** Passage **
=== Section Start ===

Hundreds of animal shelters, veterinary clinics, and rescue centers, as well as thousands of families with pets who remain in Ukraine, are struggling to find food for the animals in their care. Providing veterinary care for injured or sick animals is increasingly challenging as supplies are at risk of running out.
In recognition of the clear desire of people in Ukraine to care for the animals caught up alongside them in the war, the Romanian Red Cross will, for the first time ever, add life-saving aid for animals to its humanitarian aid transport. Humane Society International has donated the first ton of pet food to the Romanian Red Cross, which the agency will take into Ukraine and distribute according to need.
“In times like these, we know that not only people, but also animals need help. We are happy and honored to have Humane Society International on our side, making sure that much needed pet food will also reach Ukraine with our convoys,” Raluca Morar, Executive Director of the Romanian Red Cross Sibiu county, said in a statement. “The first ton of dry pet food has reached our loading point in Sibiu, and will be delivered to Ukraine within the next days.”
“As this conflict continues, people and animals in Ukraine are suffering alongside each other, particularly in those animal shelters and homes where leaving animals behind has simply been an impossible decision to make. We are grateful that the Romanian Red Cross has recognized that the plight of animals in war is inextricably bound up with the plight of the people who live with them and care so deeply about their welfare,” stated HSI/Europe’s Romania Director, Andreea Roseti, who noted that the first ton of emergency pet supplies sent will be the first of many. “There are large numbers of pet dogs and cats roaming the streets who have become separated from their families. They are bewildered, traumatized, and in need of help.”
HSI is also working with other local animal welfare groups in Germany, Italy, and Poland to help Ukrainian refugees fleeing the conflict with their beloved pets by providing emergency supplies at refugee reception points.
In Germany, HSI is working with animal welfare group Berliner Tiertafel to provide pet food and veterinary treatment. All over Berlin, more than 30 vets are already supporting the project to provide aid to refugees and their pets, so that the animals receive urgent veterinary treatments alongside necessary vaccinations and microchips.
“Russia’s invasion of Ukraine is of course a devastating humanitarian crisis, but the beloved dogs, cats, and other animals of those fleeing Ukraine are very much part of that refugee story,” shared HSI’s Germany Director, Sylvie Kremerskothen Gleason. “We have heard from refugees we are helping in Berlin that the loyal companionship of their pets has kept them and their families going on the arduous journey to safety. For children especially, their pets are an enormous source of comfort to help them cope with the trauma of war. These refugees are frightened and exhausted, so being able to help them care for their pets means they have one less thing to worry about at a time when they need help the most.”

=== Section End ===

[Source records]
=== Section Start ===

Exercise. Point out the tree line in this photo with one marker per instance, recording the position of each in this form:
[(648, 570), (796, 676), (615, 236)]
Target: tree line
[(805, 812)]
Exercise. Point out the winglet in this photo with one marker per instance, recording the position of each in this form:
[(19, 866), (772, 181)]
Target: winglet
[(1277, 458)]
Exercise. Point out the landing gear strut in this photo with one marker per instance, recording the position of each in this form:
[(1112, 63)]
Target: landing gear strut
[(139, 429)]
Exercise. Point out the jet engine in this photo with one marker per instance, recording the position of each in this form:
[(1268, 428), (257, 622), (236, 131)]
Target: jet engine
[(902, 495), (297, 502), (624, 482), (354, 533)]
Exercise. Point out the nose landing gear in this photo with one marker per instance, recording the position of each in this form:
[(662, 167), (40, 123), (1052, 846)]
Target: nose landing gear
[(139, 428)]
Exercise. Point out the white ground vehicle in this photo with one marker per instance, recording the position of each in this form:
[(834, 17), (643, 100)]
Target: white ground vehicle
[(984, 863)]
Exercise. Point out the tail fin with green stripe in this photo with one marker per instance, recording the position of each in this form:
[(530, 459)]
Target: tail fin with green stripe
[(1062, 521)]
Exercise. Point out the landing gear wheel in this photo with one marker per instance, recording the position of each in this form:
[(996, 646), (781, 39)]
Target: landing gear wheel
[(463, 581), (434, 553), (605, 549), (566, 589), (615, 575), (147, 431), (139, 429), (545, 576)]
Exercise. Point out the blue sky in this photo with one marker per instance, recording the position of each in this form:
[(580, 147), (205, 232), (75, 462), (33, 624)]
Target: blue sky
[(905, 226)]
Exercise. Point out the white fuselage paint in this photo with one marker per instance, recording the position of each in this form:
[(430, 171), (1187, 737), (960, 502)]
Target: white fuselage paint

=== Section End ===

Print the part of the pet food aid article from "In recognition of" up to and including "according to need.", word for word. You can leave the entries aside; they are not needed here.

In recognition of the clear desire of people in Ukraine to care for the animals caught up alongside them in the war, the Romanian Red Cross will, for the first time ever, add life-saving aid for animals to its humanitarian aid transport. Humane Society International has donated the first ton of pet food to the Romanian Red Cross, which the agency will take into Ukraine and distribute according to need.